▶ [QUOTED PASSAGE]:
[BEGIN]

Englished diaspora

A Dragonfly in the Sun

May 8, 1998

The 50th anniversary of Indian independence was marked by several publications - and the controversy created by an anthology put together by Salman Rushdie entitled "Indian Writing 1947-97", by which was meant writing done almost exclusively in English because Rushdie considered this to be a "stronger and more important body of work" than the writing done in the "vernacular languages" (Hindi, Bengali etc). So it is a pleasure to find the same has been done for writing in Pakistan - minus the controversy, the editor Muneeza Shamsie having explicitly restricted herself in the title of her book to writing done in English. It is also with pleased surprise that one discovers what a substantial body of work there is, even without the lively and influential literature written in Urdu and Pakistan's other languages. It must be said at the outset, though, that the anthology suffers from unevenness: some of the pieces, such as the extract from Sara Suleri's Meatless Days, set a high standard that others do not always meet; but the editor's intention was clearly historical as much as literary.

As in India, English in Pakistan has proved tenacious and resilient: despite reservations about using it, and the pressure to abandon it, poets and novelists have continued to employ English in larger numbers and with greater confidence than before. If this carries a stigma, it is not evident. Naturally, in the earlier part of the century, the writing was much more derivative, and much poetry - in particular - was written under the influence of Ezra Pound and T. S. Eliot (rather than of great Urdu poets like Ghalib and Faiz). More unexpectedly still, until one remembers the geographical proximity of the Silk Route to China, poet after poet used the Chinese model as disclosed by Ezra Pound and Arthur Waley: While Bo-ho, more learned than those

Who after travail

And many attempts at suicide

Have passed the civil service

Pares his scholarly nails,

Thinking of holy Flan-si talking to a ghost

Of mourning o'er Chiao Chung Ching's faithful wife.

[END]

▶ [WRITTEN TASK]:
Revise the review from "Who after travail" up to and including "Ching's faithful wife.", putting "polished" wherever "scholarly" appears.

▶ [RECORDED INFORMATION]:
[BEGIN]

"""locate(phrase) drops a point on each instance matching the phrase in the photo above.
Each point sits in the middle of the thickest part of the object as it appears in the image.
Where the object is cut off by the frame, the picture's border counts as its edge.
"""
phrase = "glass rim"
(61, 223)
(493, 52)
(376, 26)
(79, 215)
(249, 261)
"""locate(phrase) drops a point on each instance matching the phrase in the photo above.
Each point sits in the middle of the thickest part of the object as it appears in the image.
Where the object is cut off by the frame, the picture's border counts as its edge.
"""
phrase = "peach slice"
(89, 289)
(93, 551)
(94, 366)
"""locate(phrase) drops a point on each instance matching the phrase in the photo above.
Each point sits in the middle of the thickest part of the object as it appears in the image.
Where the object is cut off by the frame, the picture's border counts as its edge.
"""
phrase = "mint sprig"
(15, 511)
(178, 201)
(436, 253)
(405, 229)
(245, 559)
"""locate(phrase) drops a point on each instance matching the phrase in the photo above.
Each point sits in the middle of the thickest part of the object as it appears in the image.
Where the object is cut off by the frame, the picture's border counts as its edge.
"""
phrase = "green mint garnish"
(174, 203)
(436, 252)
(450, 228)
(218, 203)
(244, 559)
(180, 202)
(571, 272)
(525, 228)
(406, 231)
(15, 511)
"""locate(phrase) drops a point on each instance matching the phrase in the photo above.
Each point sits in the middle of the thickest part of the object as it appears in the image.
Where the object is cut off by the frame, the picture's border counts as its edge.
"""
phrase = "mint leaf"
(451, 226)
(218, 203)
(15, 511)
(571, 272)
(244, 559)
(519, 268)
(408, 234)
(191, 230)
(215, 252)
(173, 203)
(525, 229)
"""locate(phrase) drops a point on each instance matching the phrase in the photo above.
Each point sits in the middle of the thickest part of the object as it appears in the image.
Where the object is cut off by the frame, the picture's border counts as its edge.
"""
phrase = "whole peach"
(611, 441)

[END]

▶ [THE RESULT]:
Who after travail

And many attempts at suicide

Have passed the civil service

Pares his polished nails,

Thinking of holy Flan-si talking to a ghost

Of mourning o'er Chiao Chung Ching's faithful wife.